[start Supplied entries]
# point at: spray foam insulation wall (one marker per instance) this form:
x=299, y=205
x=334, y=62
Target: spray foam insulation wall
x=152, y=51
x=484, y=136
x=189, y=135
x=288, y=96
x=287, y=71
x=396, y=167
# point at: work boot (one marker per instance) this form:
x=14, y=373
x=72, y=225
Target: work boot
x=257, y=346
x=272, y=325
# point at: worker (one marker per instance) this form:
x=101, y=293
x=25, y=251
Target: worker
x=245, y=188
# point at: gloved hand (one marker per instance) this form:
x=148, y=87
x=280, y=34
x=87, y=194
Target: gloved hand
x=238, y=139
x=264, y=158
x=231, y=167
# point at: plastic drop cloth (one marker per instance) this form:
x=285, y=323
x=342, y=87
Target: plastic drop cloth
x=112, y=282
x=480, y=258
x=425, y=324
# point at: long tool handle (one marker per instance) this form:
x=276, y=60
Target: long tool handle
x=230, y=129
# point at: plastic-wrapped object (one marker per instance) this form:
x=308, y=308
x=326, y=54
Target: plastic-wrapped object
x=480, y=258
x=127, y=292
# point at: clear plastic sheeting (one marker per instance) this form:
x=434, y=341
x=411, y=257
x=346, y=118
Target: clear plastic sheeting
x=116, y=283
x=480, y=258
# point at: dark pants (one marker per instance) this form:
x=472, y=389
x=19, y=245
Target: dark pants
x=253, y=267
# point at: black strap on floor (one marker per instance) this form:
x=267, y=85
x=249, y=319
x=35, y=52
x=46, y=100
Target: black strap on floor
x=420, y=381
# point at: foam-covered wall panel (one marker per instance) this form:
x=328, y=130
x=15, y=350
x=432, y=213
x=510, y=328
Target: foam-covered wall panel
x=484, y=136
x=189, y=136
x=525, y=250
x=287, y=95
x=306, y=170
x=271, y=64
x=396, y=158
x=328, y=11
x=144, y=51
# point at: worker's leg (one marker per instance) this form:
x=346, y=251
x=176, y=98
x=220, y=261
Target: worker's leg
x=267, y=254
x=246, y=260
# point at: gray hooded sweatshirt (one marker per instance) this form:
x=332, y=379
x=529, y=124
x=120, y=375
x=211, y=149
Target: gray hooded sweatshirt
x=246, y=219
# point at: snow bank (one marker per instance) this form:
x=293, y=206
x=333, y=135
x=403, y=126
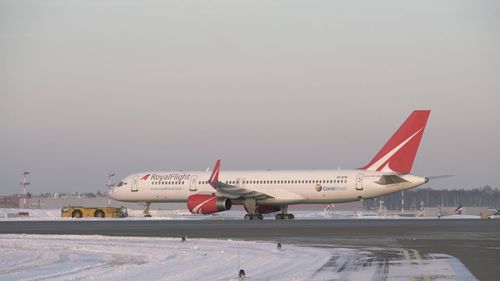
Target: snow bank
x=55, y=214
x=78, y=257
x=60, y=257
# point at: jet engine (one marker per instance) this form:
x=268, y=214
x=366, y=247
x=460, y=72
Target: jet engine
x=265, y=209
x=208, y=204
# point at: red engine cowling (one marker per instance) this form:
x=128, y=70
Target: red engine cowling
x=208, y=204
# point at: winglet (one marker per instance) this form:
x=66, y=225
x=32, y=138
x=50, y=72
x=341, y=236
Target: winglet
x=215, y=173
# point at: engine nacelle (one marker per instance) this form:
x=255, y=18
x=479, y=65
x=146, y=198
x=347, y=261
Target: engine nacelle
x=265, y=209
x=208, y=204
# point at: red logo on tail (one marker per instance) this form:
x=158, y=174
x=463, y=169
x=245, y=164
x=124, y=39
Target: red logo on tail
x=398, y=153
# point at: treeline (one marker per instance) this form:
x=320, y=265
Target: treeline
x=480, y=197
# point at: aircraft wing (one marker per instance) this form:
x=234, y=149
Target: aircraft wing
x=237, y=192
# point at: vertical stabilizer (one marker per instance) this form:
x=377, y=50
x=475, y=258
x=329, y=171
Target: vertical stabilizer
x=398, y=153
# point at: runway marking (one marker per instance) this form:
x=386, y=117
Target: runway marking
x=417, y=260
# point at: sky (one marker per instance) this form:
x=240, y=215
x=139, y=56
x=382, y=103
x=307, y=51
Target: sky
x=89, y=87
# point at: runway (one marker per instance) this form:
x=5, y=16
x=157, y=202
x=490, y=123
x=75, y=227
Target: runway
x=476, y=243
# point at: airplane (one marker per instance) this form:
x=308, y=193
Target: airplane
x=269, y=191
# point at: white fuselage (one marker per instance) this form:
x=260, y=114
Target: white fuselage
x=289, y=187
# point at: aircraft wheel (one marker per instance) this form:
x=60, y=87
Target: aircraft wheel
x=76, y=214
x=99, y=214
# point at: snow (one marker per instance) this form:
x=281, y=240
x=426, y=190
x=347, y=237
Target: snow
x=79, y=257
x=55, y=214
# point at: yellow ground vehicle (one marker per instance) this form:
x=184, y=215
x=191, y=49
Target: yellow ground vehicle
x=93, y=212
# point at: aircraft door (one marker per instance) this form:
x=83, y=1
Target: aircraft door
x=241, y=182
x=193, y=183
x=134, y=187
x=359, y=182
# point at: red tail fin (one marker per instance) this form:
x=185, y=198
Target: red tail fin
x=398, y=153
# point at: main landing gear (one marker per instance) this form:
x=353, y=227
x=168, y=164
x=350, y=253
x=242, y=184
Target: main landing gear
x=284, y=215
x=254, y=217
x=146, y=209
x=251, y=208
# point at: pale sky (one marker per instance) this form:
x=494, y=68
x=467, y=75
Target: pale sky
x=88, y=87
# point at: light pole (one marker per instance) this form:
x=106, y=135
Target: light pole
x=110, y=175
x=24, y=183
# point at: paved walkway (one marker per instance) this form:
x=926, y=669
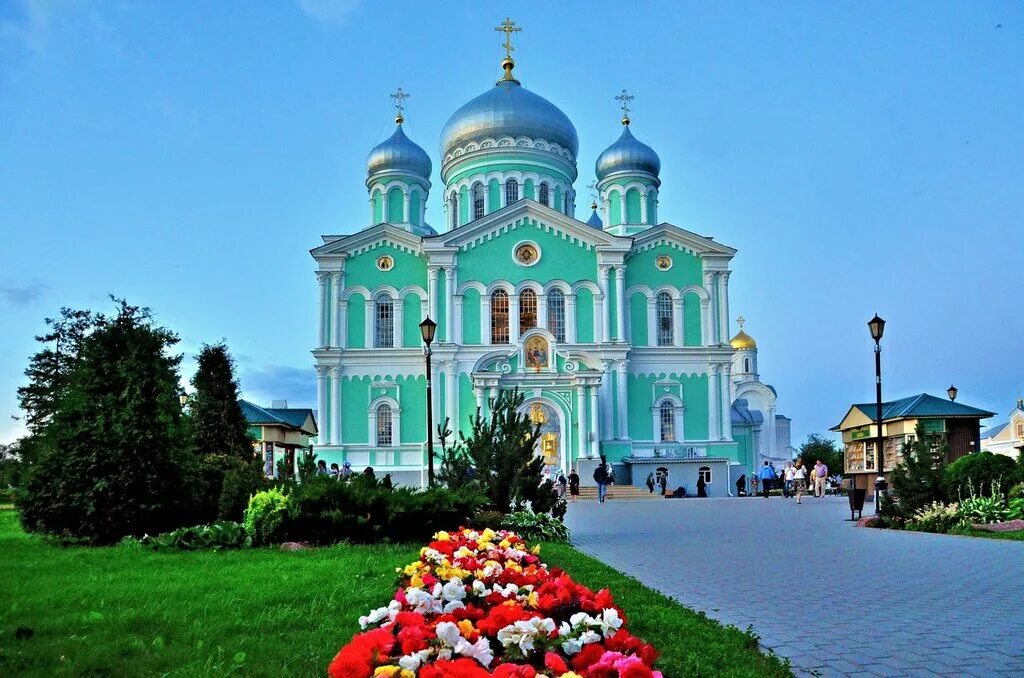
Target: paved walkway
[end Supplied entries]
> **Task objective**:
Copy all of the data above without changing a single character, but leave the pictures out of your copy.

> **Written solution**:
# point at: spray foam insulation wall (one marker per instance) this form:
x=299, y=205
x=334, y=62
Target: spray foam insulation wall
x=152, y=51
x=484, y=136
x=189, y=135
x=288, y=96
x=287, y=71
x=396, y=167
# point at: work boot (one marker per instance) this form:
x=14, y=373
x=72, y=225
Target: work boot
x=257, y=346
x=272, y=325
# point at: worker (one marker per instance) this form:
x=101, y=293
x=25, y=251
Target: worker
x=245, y=188
# point at: gloved hand (one marker per instance) this form:
x=148, y=87
x=280, y=34
x=87, y=194
Target: gloved hand
x=238, y=139
x=264, y=158
x=231, y=167
# point at: plastic drop cloth (one marker per instance) this form:
x=285, y=323
x=342, y=87
Target: plastic drop cloth
x=112, y=282
x=480, y=258
x=425, y=324
# point at: long tool handle (one marker per instance) this form:
x=276, y=60
Target: long tool handle
x=230, y=129
# point at: plastic-wrapped object (one marker per instance) this form:
x=308, y=308
x=326, y=54
Target: plastic-wrapped object
x=480, y=258
x=127, y=292
# point at: clear plastic sheeting (one marker per instance) this form:
x=434, y=341
x=411, y=257
x=346, y=118
Target: clear plastic sheeting
x=116, y=283
x=480, y=258
# point at: dark pants (one marker per instance) this form:
x=472, y=389
x=19, y=245
Target: dark pants
x=253, y=267
# point at: black strap on floor (one marker per instance) this form:
x=267, y=85
x=249, y=319
x=35, y=52
x=46, y=100
Target: black strap on floor
x=420, y=381
# point at: foam-covered wall panel (one marker per instance) this form:
x=328, y=130
x=15, y=350
x=432, y=213
x=510, y=328
Target: foam-covered wall panel
x=484, y=136
x=189, y=136
x=525, y=250
x=287, y=95
x=306, y=170
x=271, y=64
x=396, y=158
x=328, y=11
x=144, y=51
# point at: worker's leg (one marker per instance) this form:
x=346, y=251
x=176, y=98
x=220, y=261
Target: worker's leg
x=267, y=254
x=246, y=260
# point at: gray hooded sweatshirt (one marker per instance) this form:
x=332, y=379
x=529, y=124
x=120, y=375
x=211, y=149
Target: gray hooded sweatshirt
x=246, y=219
# point at: snow bank (one marker per instance) this form:
x=293, y=206
x=333, y=135
x=403, y=126
Target: snow bank
x=55, y=214
x=78, y=257
x=60, y=257
# point at: jet engine (one marker per instance) this form:
x=268, y=214
x=366, y=247
x=460, y=72
Target: jet engine
x=265, y=209
x=208, y=204
# point at: red engine cowling (one marker per instance) this form:
x=128, y=70
Target: red engine cowling
x=208, y=204
# point at: winglet (one marker per instance) this form:
x=66, y=225
x=32, y=138
x=50, y=72
x=341, y=236
Target: winglet
x=215, y=173
# point at: engine nacelle (one marker per instance) this form:
x=255, y=18
x=479, y=65
x=146, y=198
x=347, y=261
Target: engine nacelle
x=265, y=209
x=208, y=204
# point at: red logo on tail (one marker per instance) this form:
x=158, y=174
x=463, y=169
x=245, y=164
x=124, y=39
Target: red logo on tail
x=398, y=153
# point at: treeline (one marker per instance) this form:
x=320, y=265
Target: treeline
x=480, y=197
# point at: aircraft wing (one marker per instance) this form:
x=234, y=149
Target: aircraft wing
x=237, y=192
# point at: vertical stabilizer (one marker per instance) this form:
x=377, y=50
x=475, y=258
x=329, y=171
Target: vertical stabilizer
x=398, y=153
# point at: runway marking (one marker per instance) this form:
x=386, y=117
Target: runway marking
x=417, y=260
# point at: sky (one marker per instance) this form:
x=240, y=215
x=139, y=56
x=382, y=103
x=307, y=51
Target: sky
x=89, y=87
# point at: runway (one marker per instance) this form:
x=5, y=16
x=157, y=202
x=490, y=123
x=75, y=227
Target: runway
x=476, y=243
# point at: airplane (one marker per instance) this form:
x=308, y=193
Target: airplane
x=269, y=191
# point at: white fuselage (one marker per instance) this form:
x=260, y=114
Target: white fuselage
x=289, y=187
# point at: aircraft wheel (one marker per instance) this form:
x=60, y=87
Target: aircraft wheel
x=76, y=214
x=99, y=214
# point at: snow (one marker per instance) this form:
x=281, y=240
x=426, y=190
x=347, y=237
Target: snow
x=79, y=257
x=55, y=214
# point at: yellow ground vehicle (one marker per instance) this form:
x=184, y=215
x=191, y=49
Target: yellow ground vehicle
x=93, y=212
# point at: aircraft door (one marker per instance) this form:
x=83, y=1
Target: aircraft door
x=241, y=182
x=193, y=183
x=134, y=187
x=359, y=182
# point at: red tail fin (one marker per instance) this form:
x=185, y=198
Target: red tail fin
x=398, y=153
# point at: main landing gear (one marker per instance) this form:
x=353, y=227
x=168, y=164
x=350, y=253
x=242, y=184
Target: main landing gear
x=284, y=215
x=254, y=217
x=146, y=209
x=251, y=208
# point at: pale sky (one marker per instance) this form:
x=494, y=68
x=467, y=75
Target: pale sky
x=88, y=87
# point at: light pole (one marker per instance) this form:
x=106, y=135
Target: light pole
x=110, y=175
x=24, y=183
# point at: paved walkway (one marker per instance) this form:
x=926, y=669
Target: paved walkway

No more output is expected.